===== TEXT =====
When I first heard that a recent U.S. airstrike hit an MSF hospital, I was appalled. MSF does critical work to help those in need, regardless of who they are, in especially dangerous situations. They often provide care when nobody else will, and their neutrality is critical to their ability to do that. This work treats people based on their humanity alone. Hearing that their work suffered such a tragedy is awful news.
But I’m also not surprised. The way that the U.S. has been conducting warfare, it was bound to happen. Things like this have already happened. Jails have been bombed. Funerals, too. In the first year of coalition fighting against ISIS, they have reportedly killed more than 500 civilians in Syria and Iraq [pdf].
===== EXTRACTED DATA =====
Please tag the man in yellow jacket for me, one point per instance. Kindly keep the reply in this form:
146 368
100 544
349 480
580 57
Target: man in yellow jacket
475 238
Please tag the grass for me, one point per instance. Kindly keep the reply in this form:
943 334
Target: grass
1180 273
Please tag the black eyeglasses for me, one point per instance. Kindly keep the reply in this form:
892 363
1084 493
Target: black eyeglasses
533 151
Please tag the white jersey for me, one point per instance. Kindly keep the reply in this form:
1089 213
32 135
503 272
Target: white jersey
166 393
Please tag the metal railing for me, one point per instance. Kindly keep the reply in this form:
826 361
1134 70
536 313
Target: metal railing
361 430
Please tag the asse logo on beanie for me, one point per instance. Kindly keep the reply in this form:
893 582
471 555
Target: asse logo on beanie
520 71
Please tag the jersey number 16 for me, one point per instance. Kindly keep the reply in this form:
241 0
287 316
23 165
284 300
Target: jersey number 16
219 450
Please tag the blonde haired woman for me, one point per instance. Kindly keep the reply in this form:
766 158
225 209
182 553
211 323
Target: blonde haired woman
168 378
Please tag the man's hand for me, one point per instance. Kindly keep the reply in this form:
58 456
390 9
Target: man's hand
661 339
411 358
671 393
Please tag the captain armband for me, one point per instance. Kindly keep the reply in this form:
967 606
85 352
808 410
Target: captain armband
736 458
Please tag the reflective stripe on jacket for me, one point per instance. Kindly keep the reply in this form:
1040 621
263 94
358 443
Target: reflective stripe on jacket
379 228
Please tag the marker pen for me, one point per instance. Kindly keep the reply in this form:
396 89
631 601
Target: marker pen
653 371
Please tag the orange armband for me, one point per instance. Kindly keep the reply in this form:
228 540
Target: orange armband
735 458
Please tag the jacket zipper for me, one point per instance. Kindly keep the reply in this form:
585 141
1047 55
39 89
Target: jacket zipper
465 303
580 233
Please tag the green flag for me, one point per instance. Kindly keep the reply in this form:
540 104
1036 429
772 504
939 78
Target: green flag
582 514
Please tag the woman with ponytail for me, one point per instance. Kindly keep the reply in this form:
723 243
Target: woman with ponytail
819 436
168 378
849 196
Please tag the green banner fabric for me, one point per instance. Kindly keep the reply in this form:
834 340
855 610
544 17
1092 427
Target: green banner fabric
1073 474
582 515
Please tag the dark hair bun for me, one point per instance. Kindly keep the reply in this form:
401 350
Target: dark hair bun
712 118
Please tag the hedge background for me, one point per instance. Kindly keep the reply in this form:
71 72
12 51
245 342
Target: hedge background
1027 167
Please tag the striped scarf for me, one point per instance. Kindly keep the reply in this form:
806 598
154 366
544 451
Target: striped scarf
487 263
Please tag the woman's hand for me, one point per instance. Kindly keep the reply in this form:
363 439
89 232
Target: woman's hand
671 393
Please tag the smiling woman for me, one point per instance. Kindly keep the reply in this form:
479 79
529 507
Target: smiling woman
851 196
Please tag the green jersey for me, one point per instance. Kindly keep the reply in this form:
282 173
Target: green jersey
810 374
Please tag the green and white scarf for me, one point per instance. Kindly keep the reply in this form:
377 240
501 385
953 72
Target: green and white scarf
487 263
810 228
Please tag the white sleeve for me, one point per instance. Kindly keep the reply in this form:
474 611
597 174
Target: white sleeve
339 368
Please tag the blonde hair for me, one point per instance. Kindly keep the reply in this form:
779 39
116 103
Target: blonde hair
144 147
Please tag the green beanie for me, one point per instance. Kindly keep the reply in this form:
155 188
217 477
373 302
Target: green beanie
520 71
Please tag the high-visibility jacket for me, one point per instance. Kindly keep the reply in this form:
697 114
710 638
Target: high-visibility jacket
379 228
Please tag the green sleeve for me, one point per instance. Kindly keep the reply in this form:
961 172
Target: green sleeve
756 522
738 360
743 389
=====
===== EXTRACTED DATA =====
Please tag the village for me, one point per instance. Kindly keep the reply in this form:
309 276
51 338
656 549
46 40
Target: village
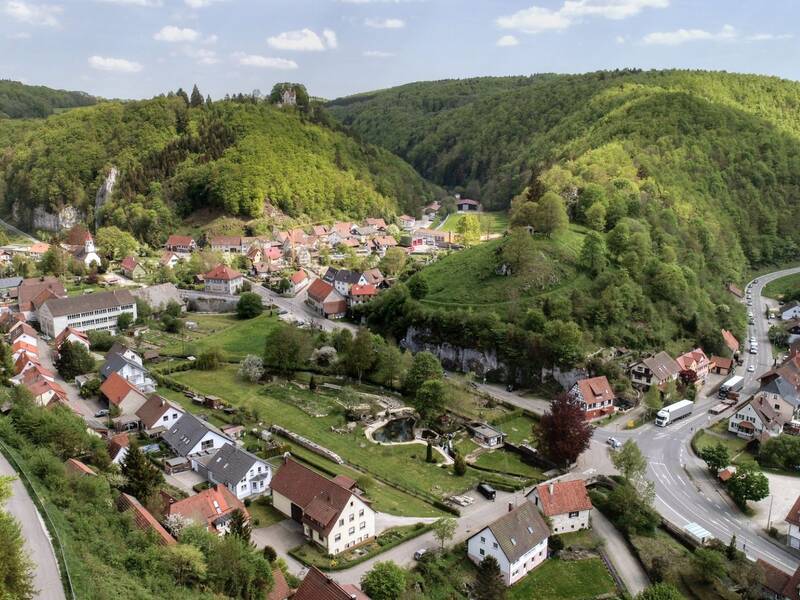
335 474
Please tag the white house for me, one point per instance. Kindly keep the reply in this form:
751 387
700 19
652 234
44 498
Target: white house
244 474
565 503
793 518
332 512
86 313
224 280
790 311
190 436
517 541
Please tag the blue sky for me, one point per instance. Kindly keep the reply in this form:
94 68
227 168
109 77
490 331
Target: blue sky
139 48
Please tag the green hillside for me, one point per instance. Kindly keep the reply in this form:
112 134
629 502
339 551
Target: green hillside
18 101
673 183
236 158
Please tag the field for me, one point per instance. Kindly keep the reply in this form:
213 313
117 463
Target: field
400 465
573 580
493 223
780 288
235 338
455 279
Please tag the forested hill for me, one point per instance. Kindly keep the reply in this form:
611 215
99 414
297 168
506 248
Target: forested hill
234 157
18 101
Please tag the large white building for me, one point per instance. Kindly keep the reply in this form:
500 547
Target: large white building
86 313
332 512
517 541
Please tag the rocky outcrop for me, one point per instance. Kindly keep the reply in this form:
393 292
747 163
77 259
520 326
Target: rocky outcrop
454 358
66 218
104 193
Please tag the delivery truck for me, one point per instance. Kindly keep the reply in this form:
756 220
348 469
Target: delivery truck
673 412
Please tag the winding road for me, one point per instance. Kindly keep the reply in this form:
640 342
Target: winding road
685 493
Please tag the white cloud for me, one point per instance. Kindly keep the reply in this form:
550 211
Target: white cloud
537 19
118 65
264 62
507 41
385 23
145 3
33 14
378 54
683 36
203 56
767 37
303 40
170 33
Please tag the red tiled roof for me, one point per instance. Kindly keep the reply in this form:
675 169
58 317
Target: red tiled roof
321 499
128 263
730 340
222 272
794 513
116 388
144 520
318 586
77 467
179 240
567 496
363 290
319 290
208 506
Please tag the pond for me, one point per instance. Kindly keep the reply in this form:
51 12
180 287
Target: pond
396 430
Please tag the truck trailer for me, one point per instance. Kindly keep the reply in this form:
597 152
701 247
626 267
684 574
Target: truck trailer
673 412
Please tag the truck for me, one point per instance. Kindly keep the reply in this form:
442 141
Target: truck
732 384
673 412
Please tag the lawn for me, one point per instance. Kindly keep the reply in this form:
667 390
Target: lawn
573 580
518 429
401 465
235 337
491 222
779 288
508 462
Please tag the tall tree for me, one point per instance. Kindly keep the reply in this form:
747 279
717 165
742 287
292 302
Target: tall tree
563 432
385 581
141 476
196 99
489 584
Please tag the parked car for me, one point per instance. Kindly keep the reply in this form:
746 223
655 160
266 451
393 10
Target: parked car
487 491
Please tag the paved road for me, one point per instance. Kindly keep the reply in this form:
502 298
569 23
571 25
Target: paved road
=====
_LIST OF TASKS_
A. Answer these questions about the MSF airstrike text:
(i) Which country's airstrike hit the MSF hospital?
(ii) Besides funerals, what else does it say has been bombed?
(iii) How many civilians has the coalition reportedly killed in Syria and Iraq in its first year of fighting ISIS?
B. Can you write out the MSF airstrike text between "When I first" and "and Iraq [pdf].", inclusive, swapping "tragedy" for "catastrophe"?
C. Pick up the MSF airstrike text after its last sentence and keep writing.
The items have no connection to the MSF airstrike text.

_SOLVED PROBLEMS_
A.
(i) The U.S.
(ii) Jails.
(iii) More than 500.

B.
When I first heard that a recent U.S. airstrike hit an MSF hospital, I was appalled. MSF does critical work to help those in need, regardless of who they are, in especially dangerous situations. They often provide care when nobody else will, and their neutrality is critical to their ability to do that. This work treats people based on their humanity alone. Hearing that their work suffered such a catastrophe is awful news.
But I’m also not surprised. The way that the U.S. has been conducting warfare, it was bound to happen. Things like this have already happened. Jails have been bombed. Funerals, too. In the first year of coalition fighting against ISIS, they have reportedly killed more than 500 civilians in Syria and Iraq [pdf].

C.
This is what comes from bombing everything that moves. The New York Times reported that “the joke was that when the C.I.A. sees “three guys doing jumping jacks,” the agency thinks it is a terrorist training camp, said one senior official.” And this line of thinking leads to things like classifying the dead – after killing them already – in a manner that “in effect counts all military-age males in a strike zone as combatants, according to several administration officials, unless there is explicit intelligence posthumously proving them innocent.”
This may seem like a tangent, but the inequality of lives on the ground versus American lives is one that leads to a lack of oversight or a trigger-happy order that leaves a long trail of fatalities.
Dider Fassin writes about the “inequality of lives” in the context of MSF in a very different, but enlightening, way. In an essay titled “Inequalities of Lives, Hierarchies of Humanity” in the edited collection In the Name of Humanity, Fassin highlights flaws in humanitarianism’s attempt to treat all lives as equal in light of the fact that some are more privileged than others.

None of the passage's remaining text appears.